Tasks:
• 1. List every software tool that the text about the Liston farm names as one Fiachra uses to manage herd and farm information.
• 2. According to the text about the Liston farm, how many cows is the farm milking this year?
• 3. Continue the text about the Liston dairy farm from its final sentence.

##### Quoted passage #####

Fiachra and Mary Liston farm at Ballyculleen, Croom, Co Limerick, with their young family Caitlin, Edward, Aidan and Matthew. Fiachra’s parents Aidan and Mary also live on the family farm. The moment you drive into this farm you get the organised, clean and well-run feeling. Fiachra is cool, calm and collected and everything about the farm is set up to show farm visitors around in their shoes.
Technology is in play throughout the farm, with various novel but helpful kit such a metered milk pump from the pit in the parlour to the calf sheds, weigh cells under the legs of the feed bins, automatic calf feeders, all cows genotyped and all water metred and treated to the drinkers around the farm. There is a fascination with measurement, measurement and measurement to reduce waste wherever possible. Fiachra uses Kingswood, Moomonitor, PastureBase and Herdplus to manage the herd and farm information flow.
The farm has grown to milking 332 cows this year, with total area farmed up to 140ha. There are 103ha available to the herd as a number of individual 12ha land parcels fell the Listons’ way over the last 20 years. In 2019 about 800kg of meal was fed per cow on grazed grass and cows delivered an average just shy of 500kg of milk solids per cow.
The parlour is a 26-unit herringbone with cluster removers, however, it is one area that Fiachra would like to improve as he feels cows spend a long time walking in and out, which delays milking.

##### The data #####

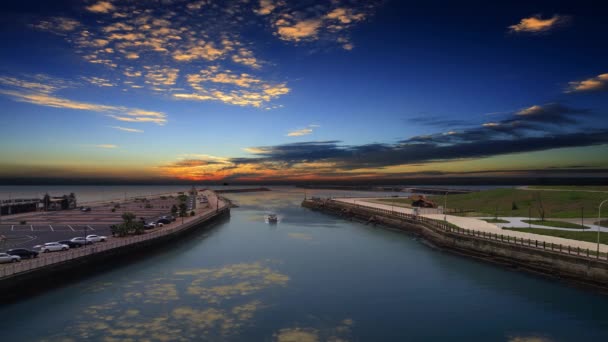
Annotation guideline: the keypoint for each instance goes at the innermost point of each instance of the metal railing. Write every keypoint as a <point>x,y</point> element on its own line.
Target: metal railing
<point>55,258</point>
<point>444,227</point>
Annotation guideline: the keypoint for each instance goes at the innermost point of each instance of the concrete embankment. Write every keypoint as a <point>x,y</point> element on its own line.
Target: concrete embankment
<point>39,274</point>
<point>573,265</point>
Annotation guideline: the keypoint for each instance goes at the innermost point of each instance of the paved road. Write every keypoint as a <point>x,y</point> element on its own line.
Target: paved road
<point>480,225</point>
<point>44,233</point>
<point>517,222</point>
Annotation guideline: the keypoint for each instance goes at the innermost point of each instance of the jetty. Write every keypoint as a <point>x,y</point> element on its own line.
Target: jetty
<point>31,273</point>
<point>570,260</point>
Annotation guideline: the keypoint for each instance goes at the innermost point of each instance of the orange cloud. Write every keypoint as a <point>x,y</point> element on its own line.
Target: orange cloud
<point>599,82</point>
<point>101,7</point>
<point>537,24</point>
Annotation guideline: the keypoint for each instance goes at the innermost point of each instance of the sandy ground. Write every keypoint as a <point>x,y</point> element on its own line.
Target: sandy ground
<point>480,225</point>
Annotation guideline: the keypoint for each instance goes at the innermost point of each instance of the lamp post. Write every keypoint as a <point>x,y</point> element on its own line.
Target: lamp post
<point>445,205</point>
<point>599,226</point>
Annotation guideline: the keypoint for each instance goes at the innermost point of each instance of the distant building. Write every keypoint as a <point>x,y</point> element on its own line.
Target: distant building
<point>423,202</point>
<point>50,203</point>
<point>53,203</point>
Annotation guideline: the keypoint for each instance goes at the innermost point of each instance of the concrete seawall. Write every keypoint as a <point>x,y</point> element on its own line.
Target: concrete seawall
<point>578,266</point>
<point>91,259</point>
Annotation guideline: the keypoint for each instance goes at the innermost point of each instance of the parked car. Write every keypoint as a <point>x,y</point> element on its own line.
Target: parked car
<point>71,244</point>
<point>81,241</point>
<point>168,217</point>
<point>52,247</point>
<point>23,253</point>
<point>150,225</point>
<point>163,221</point>
<point>4,258</point>
<point>96,238</point>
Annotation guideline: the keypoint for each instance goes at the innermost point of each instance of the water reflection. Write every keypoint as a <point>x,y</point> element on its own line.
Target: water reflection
<point>220,303</point>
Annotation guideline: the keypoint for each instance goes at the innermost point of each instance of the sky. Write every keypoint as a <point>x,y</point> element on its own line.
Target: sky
<point>292,91</point>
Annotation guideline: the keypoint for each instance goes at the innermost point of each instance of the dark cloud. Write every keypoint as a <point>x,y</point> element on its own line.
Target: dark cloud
<point>438,122</point>
<point>536,128</point>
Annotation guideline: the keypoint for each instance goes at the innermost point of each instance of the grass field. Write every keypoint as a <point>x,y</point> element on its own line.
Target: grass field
<point>495,220</point>
<point>558,224</point>
<point>570,187</point>
<point>567,234</point>
<point>515,202</point>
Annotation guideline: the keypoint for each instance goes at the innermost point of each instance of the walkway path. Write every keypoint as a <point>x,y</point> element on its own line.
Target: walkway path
<point>480,225</point>
<point>518,222</point>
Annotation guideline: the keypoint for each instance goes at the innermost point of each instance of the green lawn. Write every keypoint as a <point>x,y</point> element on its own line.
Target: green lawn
<point>567,234</point>
<point>558,224</point>
<point>557,204</point>
<point>495,220</point>
<point>570,187</point>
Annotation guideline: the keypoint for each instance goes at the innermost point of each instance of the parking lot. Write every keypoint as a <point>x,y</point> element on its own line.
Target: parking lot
<point>42,227</point>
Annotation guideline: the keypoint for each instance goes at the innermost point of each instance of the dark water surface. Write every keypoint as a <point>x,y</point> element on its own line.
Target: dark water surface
<point>311,277</point>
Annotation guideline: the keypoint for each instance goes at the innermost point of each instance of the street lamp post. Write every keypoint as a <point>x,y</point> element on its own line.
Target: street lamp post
<point>599,226</point>
<point>445,205</point>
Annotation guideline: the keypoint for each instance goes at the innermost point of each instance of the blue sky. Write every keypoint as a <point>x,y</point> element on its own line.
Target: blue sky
<point>301,90</point>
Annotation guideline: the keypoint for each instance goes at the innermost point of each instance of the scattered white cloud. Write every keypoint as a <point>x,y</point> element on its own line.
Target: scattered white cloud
<point>267,6</point>
<point>242,89</point>
<point>57,25</point>
<point>43,95</point>
<point>324,23</point>
<point>600,82</point>
<point>101,7</point>
<point>99,81</point>
<point>302,131</point>
<point>126,129</point>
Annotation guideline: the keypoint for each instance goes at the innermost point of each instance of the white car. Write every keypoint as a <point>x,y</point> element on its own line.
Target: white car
<point>4,258</point>
<point>52,247</point>
<point>96,238</point>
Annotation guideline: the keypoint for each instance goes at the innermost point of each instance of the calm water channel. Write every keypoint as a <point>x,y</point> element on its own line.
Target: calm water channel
<point>311,277</point>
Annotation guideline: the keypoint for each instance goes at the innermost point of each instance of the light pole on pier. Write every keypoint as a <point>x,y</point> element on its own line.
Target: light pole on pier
<point>445,205</point>
<point>599,226</point>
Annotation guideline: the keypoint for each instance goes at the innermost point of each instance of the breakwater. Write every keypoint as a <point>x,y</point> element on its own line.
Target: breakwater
<point>562,262</point>
<point>37,274</point>
<point>233,191</point>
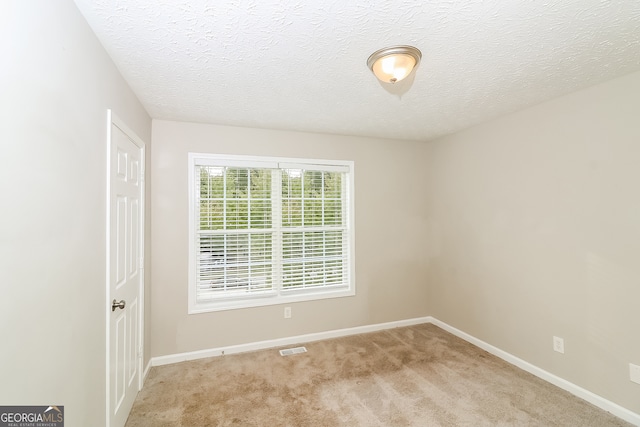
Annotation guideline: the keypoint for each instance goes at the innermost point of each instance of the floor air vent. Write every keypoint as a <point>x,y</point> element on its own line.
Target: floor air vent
<point>290,351</point>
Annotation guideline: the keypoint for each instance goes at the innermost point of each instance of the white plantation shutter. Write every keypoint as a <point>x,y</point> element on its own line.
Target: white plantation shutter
<point>266,231</point>
<point>235,233</point>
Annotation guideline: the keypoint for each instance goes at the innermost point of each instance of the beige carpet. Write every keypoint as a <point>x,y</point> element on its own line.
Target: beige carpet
<point>412,376</point>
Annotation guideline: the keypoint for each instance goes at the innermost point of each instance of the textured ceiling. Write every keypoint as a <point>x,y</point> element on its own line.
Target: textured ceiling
<point>301,65</point>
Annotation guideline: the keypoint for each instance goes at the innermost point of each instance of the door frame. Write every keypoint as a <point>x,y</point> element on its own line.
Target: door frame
<point>114,120</point>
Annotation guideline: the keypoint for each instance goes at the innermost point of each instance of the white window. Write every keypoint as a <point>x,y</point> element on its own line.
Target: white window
<point>268,231</point>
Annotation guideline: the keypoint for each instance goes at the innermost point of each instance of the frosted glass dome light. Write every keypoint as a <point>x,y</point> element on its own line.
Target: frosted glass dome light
<point>392,64</point>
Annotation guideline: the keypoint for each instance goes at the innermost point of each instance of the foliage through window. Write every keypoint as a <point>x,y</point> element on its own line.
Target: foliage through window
<point>268,231</point>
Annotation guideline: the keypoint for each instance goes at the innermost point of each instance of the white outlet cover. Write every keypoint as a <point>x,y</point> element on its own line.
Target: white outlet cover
<point>558,344</point>
<point>634,373</point>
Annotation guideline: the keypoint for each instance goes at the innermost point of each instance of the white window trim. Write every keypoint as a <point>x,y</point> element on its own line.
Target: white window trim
<point>272,297</point>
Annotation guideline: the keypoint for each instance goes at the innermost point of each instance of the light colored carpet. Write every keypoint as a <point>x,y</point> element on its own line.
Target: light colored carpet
<point>411,376</point>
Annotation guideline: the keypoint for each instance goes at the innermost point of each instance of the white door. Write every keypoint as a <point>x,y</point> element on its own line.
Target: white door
<point>125,282</point>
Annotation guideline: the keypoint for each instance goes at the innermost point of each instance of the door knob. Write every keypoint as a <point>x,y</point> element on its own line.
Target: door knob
<point>115,304</point>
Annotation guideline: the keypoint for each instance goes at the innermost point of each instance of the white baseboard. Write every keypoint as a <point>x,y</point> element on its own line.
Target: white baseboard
<point>578,391</point>
<point>146,370</point>
<point>260,345</point>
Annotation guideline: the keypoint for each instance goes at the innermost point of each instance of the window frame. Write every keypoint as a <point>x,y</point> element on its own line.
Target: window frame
<point>278,295</point>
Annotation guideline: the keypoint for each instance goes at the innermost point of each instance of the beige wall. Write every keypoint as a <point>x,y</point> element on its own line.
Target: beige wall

#####

Numbered responses:
• 1. Kingswood, Moomonitor, PastureBase, Herdplus

• 2. 332 cows.

• 3.
Improving the genetics of the herd has been a strong focus of Fiachra’s for the last 10 years and herd EBI at €183 is up in the top 1% of herds in the country. Calving takes place for 12 weeks in the spring, calving interval is 365 days with a 90% six-week calving rate.
The river Maigue runs through the farm and there are hedgerows, ditches and trees all around the farm including a ring fort which is fenced off. The Listons are doing their bit for environmental sustainability such as harvesting rainwater, recycling plate cooler water, using night rate electricity, installing LED lights as well as spreading slurry with an umbilical trailing shoe and using GPS technology on the fertiliser spreader.
All in all this Limerick finalist for Kerry Agribusiness is a well run operation moving with the times and the large-scale enterprise is not taking away from efficiency or top-class results.